■ PARTS OF THE EXERCISE:
#1 List each issue that the passage on coupling to httpbin.org says may complicate the journey.
#2 In the passage on coupling to httpbin.org, which implicit variables are named as being hidden by the one-liner call?
#3 Continue the passage on coupling to httpbin.org from the point where it stops.

■ SUPPLIED PASSAGE:
START

Before engaging, we notice multiple issues that may complicate our journey:

• We are tightly coupled with the underlying service provider httpbin.org.
• Moreover, httpbin.org is an external service that may complicate its customization. External refers to something out of the scope of our application. We should consider every dependencies this way, even or especially - YMMV - company ones.
• We mixed concerns as path operation should ideally only ingest/shape parameters and digest/shape outcome while offloading process.
• We may question how data shaping is done, i.e., if encoding could be relocated outside of the HttpbinRandomResponse constructor.

Process complexity is by no mean correlated to the code length used to trigger the call. In fact, it is a perfect example of seeing the forest as the trees. This one-liner call hide a lot of implicit variables, such as response time or failure rate, that make building resilient tests against very difficult. In fact, smart APIs often surface one-liner or fluent flavors, which is damn good but in the meanwhile deactivates our natural threshold of code splitting. May this simple call translates into ten lines instead would have lead us to consider relocating them outside of the method sooner.

END

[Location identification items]
START

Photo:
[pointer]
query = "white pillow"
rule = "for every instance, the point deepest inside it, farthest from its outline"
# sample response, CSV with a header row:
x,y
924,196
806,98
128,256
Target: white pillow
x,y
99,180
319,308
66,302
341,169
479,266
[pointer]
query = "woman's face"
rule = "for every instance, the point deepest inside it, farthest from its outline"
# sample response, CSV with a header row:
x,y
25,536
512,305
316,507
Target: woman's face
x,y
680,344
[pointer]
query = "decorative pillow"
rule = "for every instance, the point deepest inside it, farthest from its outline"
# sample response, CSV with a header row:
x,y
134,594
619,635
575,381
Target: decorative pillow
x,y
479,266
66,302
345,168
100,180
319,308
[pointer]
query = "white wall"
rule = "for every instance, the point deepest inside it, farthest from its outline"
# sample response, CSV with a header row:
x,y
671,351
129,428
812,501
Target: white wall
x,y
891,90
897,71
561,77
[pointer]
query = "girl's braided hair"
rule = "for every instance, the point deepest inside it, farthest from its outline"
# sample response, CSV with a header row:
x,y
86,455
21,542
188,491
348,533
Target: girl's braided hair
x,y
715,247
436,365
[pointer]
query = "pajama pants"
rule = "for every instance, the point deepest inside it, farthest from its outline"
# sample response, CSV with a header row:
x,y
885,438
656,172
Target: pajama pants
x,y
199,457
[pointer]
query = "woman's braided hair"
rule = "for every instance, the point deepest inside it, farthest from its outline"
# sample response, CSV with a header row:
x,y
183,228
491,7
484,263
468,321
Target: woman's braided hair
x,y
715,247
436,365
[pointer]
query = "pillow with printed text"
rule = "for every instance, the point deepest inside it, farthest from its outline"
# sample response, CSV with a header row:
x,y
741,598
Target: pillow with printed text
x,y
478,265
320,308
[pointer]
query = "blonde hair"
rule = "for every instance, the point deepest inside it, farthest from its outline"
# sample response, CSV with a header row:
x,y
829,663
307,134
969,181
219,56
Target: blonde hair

END

■ OUTPUTS IN ORDER:
#1
- The code is tightly coupled with the underlying service provider, httpbin.org.
- httpbin.org is an external service, which may complicate its customization.
- Concerns are mixed: a path operation should ideally only ingest and shape parameters and digest and shape the outcome, while offloading the process.
- It is questionable how data shaping is done, namely whether encoding could be relocated outside the HttpbinRandomResponse constructor.

#2 Response time and failure rate.

#3
Pattern

We took the decision to refactor the code base applying well-known design patterns, namely:

• Dependency Inversion by introducing an abstraction to replace the tightly coupling.
• Dependency Injection to inject an implementation of the abstraction from the outside.
• Separation of Concerns by dispatching code pieces to the layer they belong to.
• Mock implementation to be exercised by unit testing to enforce isolation.

Refactoring

There are multiple ways to achieve this refactoring especially regarding the sequence of actions. We advocate to start with interfaces because they allow to gently scale (code remains correct, parallelization becomes an option, …). Once in place, there is no specific order to follow.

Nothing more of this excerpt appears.